**Source text**:
↓↓↓
Now, we combine two different forms of redirection into a single command, still using WC:
user@bash: wc -1 < barry.txt > myoutput
user@ bash: cat myoutput
7
user@bash:
Let’s Recap
So we’ve talked about how to use the WC command in Linux and Unix. Just to reiterate:
Wc -1 : prints the number of lines in a file
Wc -w: prints the number of words in a file
Wc -c: displays the count of the bytes in a file
Wc -m: prints the count of characters in a file
Wc – L: prints ONLY the length of the longest line in a file
To find more information and get help for the WC command, run “wc -help” or “man wc” from the command line. Remember that more than one file name is called for in argument, the command will show a four-columnar output that displays all individual files. There will be another extra row that displays all files specified in argument, including the total number of characters, lines and words, along with the keyword “total.”
The WC command can also be used to get a total of the number of rows or records in CSV files, when used along with pipes. Here’s an example with five CSV files and the objective of finding the sum of records across all five files. Here, we’ll pipe the output of the “cat” command to WC:
cat *.csv | wc -1
1866
Thus, there are 1866 records counted across all five files.
WC can also be used to get a total of folders and files in a directory, when combined with the ls command. It involves passing the -1 option to ls to count each folder or line, piped to WC to give a count:
ls -1 | wc -1
21
And we see a total of 21 folders and files in that directory.
Learning your way around Unix and Linux is a lot like learning a new language, and the WC command is just another part of the syntax that you’ll need to grasp to do well with Unix.
↑↑↑
**Dataset records**:
↓↓↓
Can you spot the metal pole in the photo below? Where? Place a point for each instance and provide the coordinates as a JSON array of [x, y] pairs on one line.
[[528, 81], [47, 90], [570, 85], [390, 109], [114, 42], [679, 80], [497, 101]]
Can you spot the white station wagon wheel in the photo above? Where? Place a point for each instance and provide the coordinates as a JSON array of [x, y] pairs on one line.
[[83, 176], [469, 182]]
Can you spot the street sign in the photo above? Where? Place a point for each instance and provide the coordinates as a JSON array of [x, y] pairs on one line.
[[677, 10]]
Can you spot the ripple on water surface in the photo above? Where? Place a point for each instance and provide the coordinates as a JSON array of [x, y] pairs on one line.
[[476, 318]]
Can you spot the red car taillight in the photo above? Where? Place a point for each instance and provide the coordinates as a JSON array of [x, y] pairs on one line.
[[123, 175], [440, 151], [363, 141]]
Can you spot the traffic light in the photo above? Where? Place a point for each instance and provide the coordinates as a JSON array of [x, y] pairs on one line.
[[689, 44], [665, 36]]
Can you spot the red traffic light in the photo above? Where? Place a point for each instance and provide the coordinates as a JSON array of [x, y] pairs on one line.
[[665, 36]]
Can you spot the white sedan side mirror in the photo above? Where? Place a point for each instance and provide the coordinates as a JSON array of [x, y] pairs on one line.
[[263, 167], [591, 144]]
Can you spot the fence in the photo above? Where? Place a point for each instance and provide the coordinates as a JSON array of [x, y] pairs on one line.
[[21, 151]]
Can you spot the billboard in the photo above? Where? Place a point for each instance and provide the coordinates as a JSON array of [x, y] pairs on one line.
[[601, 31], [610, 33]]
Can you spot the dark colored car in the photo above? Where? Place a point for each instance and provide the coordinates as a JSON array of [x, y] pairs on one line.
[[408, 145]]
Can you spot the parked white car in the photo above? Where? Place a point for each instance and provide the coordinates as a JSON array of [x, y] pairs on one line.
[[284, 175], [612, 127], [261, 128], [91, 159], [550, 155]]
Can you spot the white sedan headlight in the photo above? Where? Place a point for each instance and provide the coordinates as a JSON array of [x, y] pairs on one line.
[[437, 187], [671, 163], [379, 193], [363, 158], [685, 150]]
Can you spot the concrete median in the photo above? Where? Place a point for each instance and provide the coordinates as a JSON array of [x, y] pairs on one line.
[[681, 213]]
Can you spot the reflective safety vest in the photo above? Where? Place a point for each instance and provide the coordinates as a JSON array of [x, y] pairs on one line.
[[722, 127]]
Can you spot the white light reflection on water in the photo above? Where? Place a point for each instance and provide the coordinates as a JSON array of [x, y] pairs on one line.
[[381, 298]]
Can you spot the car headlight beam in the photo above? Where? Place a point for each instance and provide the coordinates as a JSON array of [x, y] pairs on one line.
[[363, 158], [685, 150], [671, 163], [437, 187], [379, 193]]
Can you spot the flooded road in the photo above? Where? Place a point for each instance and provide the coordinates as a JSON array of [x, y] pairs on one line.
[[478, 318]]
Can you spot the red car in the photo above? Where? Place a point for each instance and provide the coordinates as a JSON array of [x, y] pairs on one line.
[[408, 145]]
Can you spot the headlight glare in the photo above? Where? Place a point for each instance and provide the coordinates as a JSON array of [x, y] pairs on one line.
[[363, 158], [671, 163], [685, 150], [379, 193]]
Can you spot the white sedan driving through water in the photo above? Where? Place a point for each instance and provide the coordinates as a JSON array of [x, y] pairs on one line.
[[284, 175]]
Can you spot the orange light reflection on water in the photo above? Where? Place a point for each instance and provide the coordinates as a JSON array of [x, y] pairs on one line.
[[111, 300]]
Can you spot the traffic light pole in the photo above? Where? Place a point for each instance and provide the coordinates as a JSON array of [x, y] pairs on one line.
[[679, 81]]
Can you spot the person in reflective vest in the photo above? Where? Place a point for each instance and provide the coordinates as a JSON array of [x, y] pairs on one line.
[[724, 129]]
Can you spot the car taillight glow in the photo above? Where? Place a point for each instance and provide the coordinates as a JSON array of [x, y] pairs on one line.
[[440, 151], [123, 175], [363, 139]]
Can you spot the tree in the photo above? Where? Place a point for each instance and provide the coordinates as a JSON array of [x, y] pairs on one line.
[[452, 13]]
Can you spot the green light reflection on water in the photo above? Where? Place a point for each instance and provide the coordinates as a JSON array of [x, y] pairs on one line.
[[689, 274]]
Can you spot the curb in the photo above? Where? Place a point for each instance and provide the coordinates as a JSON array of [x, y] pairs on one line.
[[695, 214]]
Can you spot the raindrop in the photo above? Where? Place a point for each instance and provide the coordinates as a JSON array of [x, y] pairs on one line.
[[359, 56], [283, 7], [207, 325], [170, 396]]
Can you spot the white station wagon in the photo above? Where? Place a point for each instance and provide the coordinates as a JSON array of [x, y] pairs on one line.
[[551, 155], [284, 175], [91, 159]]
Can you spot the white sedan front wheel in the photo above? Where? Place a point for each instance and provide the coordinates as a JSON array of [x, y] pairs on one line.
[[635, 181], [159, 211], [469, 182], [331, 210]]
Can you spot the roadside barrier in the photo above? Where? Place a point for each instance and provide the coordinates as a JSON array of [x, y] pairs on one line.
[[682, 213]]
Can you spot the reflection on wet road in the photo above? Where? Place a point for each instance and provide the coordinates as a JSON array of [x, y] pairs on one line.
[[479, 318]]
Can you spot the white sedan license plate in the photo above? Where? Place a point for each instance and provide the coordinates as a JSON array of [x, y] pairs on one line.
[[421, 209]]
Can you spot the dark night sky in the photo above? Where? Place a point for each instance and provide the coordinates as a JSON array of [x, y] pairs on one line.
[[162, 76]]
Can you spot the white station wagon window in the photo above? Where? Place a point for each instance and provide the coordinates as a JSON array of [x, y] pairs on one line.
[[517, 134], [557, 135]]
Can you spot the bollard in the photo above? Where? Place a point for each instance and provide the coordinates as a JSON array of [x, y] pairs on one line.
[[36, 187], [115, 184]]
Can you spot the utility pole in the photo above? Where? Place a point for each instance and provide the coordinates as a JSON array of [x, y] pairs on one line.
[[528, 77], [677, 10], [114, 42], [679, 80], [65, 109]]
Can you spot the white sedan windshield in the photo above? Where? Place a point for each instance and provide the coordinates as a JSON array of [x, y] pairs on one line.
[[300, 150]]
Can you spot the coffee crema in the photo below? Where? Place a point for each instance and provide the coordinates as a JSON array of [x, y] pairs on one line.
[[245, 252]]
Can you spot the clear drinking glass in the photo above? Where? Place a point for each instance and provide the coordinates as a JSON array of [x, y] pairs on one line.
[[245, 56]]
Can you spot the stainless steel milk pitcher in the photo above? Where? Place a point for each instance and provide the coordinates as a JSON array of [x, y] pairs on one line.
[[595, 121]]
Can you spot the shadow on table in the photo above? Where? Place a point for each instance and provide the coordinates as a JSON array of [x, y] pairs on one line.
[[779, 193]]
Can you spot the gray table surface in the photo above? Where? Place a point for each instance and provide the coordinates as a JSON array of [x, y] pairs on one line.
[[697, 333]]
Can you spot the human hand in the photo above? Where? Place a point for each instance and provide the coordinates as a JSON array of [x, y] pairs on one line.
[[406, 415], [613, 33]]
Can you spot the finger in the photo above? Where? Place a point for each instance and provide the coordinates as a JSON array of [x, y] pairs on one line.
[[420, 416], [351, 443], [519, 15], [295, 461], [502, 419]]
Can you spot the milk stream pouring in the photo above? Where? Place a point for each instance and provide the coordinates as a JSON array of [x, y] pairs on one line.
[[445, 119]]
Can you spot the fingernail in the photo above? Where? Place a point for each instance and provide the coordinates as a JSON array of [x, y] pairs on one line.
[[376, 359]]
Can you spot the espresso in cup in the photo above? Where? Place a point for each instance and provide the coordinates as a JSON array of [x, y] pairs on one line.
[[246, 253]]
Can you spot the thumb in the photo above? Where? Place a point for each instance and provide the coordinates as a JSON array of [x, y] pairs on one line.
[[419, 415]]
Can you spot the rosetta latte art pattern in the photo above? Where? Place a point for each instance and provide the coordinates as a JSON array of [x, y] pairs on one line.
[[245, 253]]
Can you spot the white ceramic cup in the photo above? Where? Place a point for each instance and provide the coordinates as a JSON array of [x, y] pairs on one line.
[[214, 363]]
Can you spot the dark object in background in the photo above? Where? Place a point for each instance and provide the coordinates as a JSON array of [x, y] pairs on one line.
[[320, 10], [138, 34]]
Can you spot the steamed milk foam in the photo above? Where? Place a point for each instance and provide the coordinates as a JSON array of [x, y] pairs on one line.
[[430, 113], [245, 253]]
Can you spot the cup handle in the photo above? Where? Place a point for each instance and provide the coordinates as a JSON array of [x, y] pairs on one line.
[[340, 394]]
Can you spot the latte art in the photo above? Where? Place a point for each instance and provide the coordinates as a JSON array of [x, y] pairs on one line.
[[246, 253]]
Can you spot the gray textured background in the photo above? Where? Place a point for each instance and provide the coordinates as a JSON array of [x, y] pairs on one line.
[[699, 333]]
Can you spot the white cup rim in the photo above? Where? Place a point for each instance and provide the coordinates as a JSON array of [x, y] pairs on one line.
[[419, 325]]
↑↑↑
**Complete the following**:
**1)** According to the WC command text, how many records were counted across the five CSV files?
**2)** Quote the passage of the WC command text that opens with the words containing "WC can also" and closes with "well with Unix.".
The listing comes from a separate source, unrelated to the WC command text.

**Solutions below**:
**1)** 1866 records.

**2)**
WC can also be used to get a total of folders and files in a directory, when combined with the ls command. It involves passing the -1 option to ls to count each folder or line, piped to WC to give a count:
ls -1 | wc -1
21
And we see a total of 21 folders and files in that directory.
Learning your way around Unix and Linux is a lot like learning a new language, and the WC command is just another part of the syntax that you’ll need to grasp to do well with Unix.